YOUR TASK →
The records below are to be retyped in full, without any alteration.
[RECORDS FOR THIS EXERCISE — start]
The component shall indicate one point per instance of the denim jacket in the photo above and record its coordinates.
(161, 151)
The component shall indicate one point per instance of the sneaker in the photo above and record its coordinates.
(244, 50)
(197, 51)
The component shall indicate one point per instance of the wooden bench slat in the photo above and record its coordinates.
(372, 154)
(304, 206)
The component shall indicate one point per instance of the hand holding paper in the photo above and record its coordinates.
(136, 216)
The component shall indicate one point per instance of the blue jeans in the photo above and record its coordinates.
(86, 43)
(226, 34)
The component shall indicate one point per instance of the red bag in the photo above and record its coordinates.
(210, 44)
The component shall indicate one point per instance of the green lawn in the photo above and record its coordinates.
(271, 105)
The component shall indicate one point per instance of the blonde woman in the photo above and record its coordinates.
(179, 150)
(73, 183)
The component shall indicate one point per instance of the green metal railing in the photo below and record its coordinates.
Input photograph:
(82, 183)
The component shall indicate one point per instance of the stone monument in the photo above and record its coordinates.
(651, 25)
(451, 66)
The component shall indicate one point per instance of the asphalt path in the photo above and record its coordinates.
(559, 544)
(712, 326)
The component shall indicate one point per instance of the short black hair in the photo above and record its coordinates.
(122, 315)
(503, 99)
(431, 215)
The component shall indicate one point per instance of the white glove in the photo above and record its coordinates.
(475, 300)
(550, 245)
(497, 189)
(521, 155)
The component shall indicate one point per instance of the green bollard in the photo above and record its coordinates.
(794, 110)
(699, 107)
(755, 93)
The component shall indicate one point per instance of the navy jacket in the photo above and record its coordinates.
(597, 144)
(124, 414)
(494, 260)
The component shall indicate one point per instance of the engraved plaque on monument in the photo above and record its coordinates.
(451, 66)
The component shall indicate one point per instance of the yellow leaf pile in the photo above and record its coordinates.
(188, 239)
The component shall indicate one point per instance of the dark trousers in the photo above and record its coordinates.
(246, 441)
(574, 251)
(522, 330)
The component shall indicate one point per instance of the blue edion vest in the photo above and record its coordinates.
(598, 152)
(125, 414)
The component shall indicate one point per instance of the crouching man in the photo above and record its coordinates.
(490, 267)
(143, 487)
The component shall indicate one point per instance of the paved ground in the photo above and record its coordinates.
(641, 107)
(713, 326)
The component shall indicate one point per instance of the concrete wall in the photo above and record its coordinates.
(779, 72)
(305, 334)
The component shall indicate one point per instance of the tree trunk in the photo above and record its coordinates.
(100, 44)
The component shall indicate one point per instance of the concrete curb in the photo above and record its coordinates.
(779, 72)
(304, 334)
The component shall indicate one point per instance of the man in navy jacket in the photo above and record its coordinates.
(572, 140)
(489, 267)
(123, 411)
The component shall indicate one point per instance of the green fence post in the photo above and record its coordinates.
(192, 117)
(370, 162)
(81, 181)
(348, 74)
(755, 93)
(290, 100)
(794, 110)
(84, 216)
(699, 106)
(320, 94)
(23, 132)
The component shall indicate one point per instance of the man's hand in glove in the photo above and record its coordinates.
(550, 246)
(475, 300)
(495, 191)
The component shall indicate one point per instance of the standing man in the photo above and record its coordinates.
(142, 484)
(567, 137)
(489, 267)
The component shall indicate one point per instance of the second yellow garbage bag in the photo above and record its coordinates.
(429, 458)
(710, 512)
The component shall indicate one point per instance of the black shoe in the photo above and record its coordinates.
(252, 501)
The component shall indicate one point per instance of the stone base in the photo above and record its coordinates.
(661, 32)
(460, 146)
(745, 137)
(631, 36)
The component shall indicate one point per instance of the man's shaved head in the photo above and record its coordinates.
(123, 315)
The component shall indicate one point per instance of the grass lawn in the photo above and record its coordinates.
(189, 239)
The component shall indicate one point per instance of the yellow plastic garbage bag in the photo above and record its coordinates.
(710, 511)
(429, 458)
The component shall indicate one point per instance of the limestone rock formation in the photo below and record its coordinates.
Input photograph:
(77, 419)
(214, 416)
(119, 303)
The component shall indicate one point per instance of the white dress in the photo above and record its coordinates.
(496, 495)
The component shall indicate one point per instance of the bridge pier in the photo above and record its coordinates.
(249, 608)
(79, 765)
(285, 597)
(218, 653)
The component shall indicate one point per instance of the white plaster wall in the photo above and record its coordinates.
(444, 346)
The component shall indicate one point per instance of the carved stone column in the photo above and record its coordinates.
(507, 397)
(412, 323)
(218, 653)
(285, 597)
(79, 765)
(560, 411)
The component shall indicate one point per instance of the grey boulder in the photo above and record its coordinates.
[RECORDS FOR THIS EXERCISE — finish]
ANSWER BELOW →
The component shall indicate one point per instance of the denim jacket in the photo above and record its coordinates.
(161, 151)
The component shall indicate one point per instance of the sneaker in the photo above and record its coordinates.
(244, 50)
(197, 51)
The component shall indicate one point per instance of the wooden bench slat in the photo above and record its coordinates.
(372, 154)
(304, 206)
The component shall indicate one point per instance of the hand holding paper in the photo above and record its coordinates.
(136, 216)
The component shall indicate one point per instance of the blue jeans in the photo above and record its coordinates.
(86, 43)
(226, 34)
The component shall indicate one point per instance of the red bag in the photo above and record its coordinates.
(210, 44)
The component shall indicate one point per instance of the green lawn in the photo above and record its coordinates.
(271, 105)
The component shall indicate one point per instance of the blonde woman in the photo above and record its coordinates.
(179, 150)
(73, 183)
The component shall indicate one point per instance of the green metal railing in the photo below and record its coordinates.
Input photograph:
(82, 183)
The component shall indicate one point per instance of the stone monument in the photo above and record its coordinates.
(651, 25)
(451, 66)
The component shall indicate one point per instance of the asphalt path in the photo above and record its coordinates.
(559, 544)
(712, 326)
The component shall indicate one point per instance of the short black hair in the photo above and record its coordinates.
(122, 315)
(503, 99)
(431, 215)
The component shall indicate one point per instance of the white glove in the photo above and record its coordinates.
(475, 300)
(550, 245)
(497, 189)
(521, 155)
The component shall indicate one point per instance of the green bollard in the photo above and record its coordinates.
(794, 110)
(699, 107)
(755, 93)
The component shall indicate one point per instance of the navy jacket in the photo above and record its coordinates.
(597, 144)
(124, 414)
(494, 260)
The component shall indicate one point per instance of the engraved plaque on monument in the photo above and record its coordinates.
(451, 66)
The component shall indicate one point per instance of the yellow leaf pile in the photo above and record its coordinates.
(188, 239)
The component shall indicate one point per instance of the dark trousers in the photo above and record its coordinates.
(246, 441)
(574, 251)
(522, 330)
The component shall indicate one point per instance of the blue edion vest in the photo above and record its coordinates.
(598, 152)
(125, 414)
The component shall indicate one point per instance of the crouching man in the photo above and record its coordinates.
(490, 267)
(143, 487)
The component shall indicate one point per instance of the paved ground in the photo above and record its coordinates.
(641, 107)
(713, 326)
The component shall indicate one point per instance of the concrete wall in the photo above and record its coordinates.
(779, 72)
(305, 334)
The component shall indicate one point per instance of the tree trunk in the photo above and record its coordinates.
(100, 44)
The component shall indicate one point per instance of the concrete curb in the photo above and record its coordinates.
(779, 72)
(304, 334)
The component shall indicate one point per instance of the man in navy jacket in the photo above and record its coordinates.
(572, 140)
(489, 267)
(123, 411)
The component shall indicate one point per instance of the green fence post in the photo above and record its coordinates.
(192, 117)
(370, 162)
(81, 181)
(348, 74)
(755, 93)
(290, 100)
(794, 110)
(84, 216)
(699, 106)
(320, 94)
(23, 132)
The component shall indicate one point per instance of the man's hand in glove in the photo above and record its coordinates.
(550, 246)
(475, 300)
(495, 191)
The component shall indicate one point per instance of the standing man in the photo above and record its coordinates.
(142, 484)
(567, 137)
(489, 267)
The component shall indicate one point per instance of the second yellow garbage bag in the photo above and record its coordinates.
(429, 458)
(710, 512)
The component shall indicate one point per instance of the black shoe in the photo above and record its coordinates.
(252, 501)
The component shall indicate one point per instance of the stone base in the photo above and record its coordinates.
(661, 32)
(460, 146)
(745, 137)
(631, 36)
The component shall indicate one point per instance of the man's shaved head in the photo above and record its coordinates.
(123, 315)
The component shall indicate one point per instance of the grass lawn in the photo above and record its coordinates.
(189, 239)
The component shall indicate one point per instance of the yellow plastic garbage bag in the photo above and record its coordinates.
(710, 511)
(429, 458)
The component shall indicate one point per instance of the limestone rock formation in the photo below and record its coordinates.
Input photograph:
(77, 419)
(214, 416)
(119, 303)
The component shall indicate one point per instance of the white dress in the photo above and record its coordinates.
(496, 495)
The component shall indicate one point per instance of the bridge pier in the photo above and record its coordinates.
(249, 608)
(79, 765)
(285, 597)
(218, 653)
The component shall indicate one point per instance of the white plaster wall in the photo above and record its coordinates.
(444, 346)
The component shall indicate one point per instance of the carved stone column in the photo above and record its coordinates.
(507, 397)
(412, 323)
(218, 653)
(285, 597)
(79, 765)
(560, 411)
The component shall indicate one point per instance of the grey boulder in the photo above and record its coordinates.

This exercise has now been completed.